WHAT IS EXPECTED:
Would you copy each line of the data below that has "instance"?

----

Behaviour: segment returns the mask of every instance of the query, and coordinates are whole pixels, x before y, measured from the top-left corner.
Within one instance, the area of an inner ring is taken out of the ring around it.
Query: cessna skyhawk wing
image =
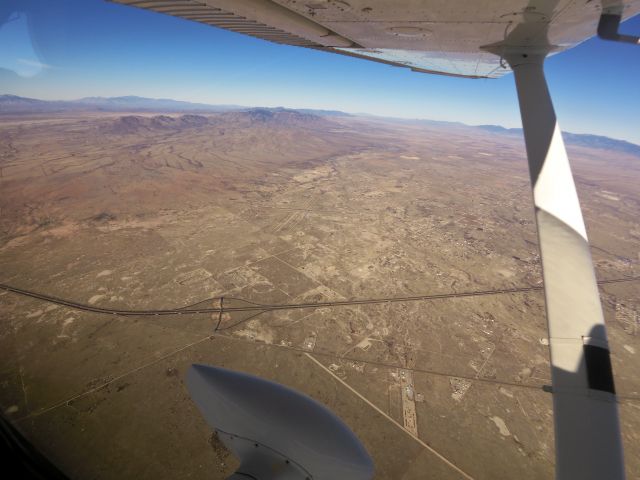
[[[275,43],[471,78],[509,72],[491,45],[556,53],[595,35],[603,11],[624,18],[640,11],[637,0],[112,1]]]
[[[563,480],[624,478],[602,307],[543,63],[596,33],[640,43],[618,32],[622,20],[640,12],[640,0],[112,1],[418,72],[493,78],[513,71],[543,267],[556,475]],[[232,478],[371,477],[370,459],[357,439],[309,398],[212,367],[192,367],[188,380],[205,418],[241,457]],[[282,461],[287,468],[277,473],[273,466]]]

----

TASK RESPONSE:
Behaviour: segment returns the mask of every instance of the query, and coordinates are whole pixels, x before y, measured from the top-left corner.
Within one instance, the area of an inner ring is taken out of the ring around it.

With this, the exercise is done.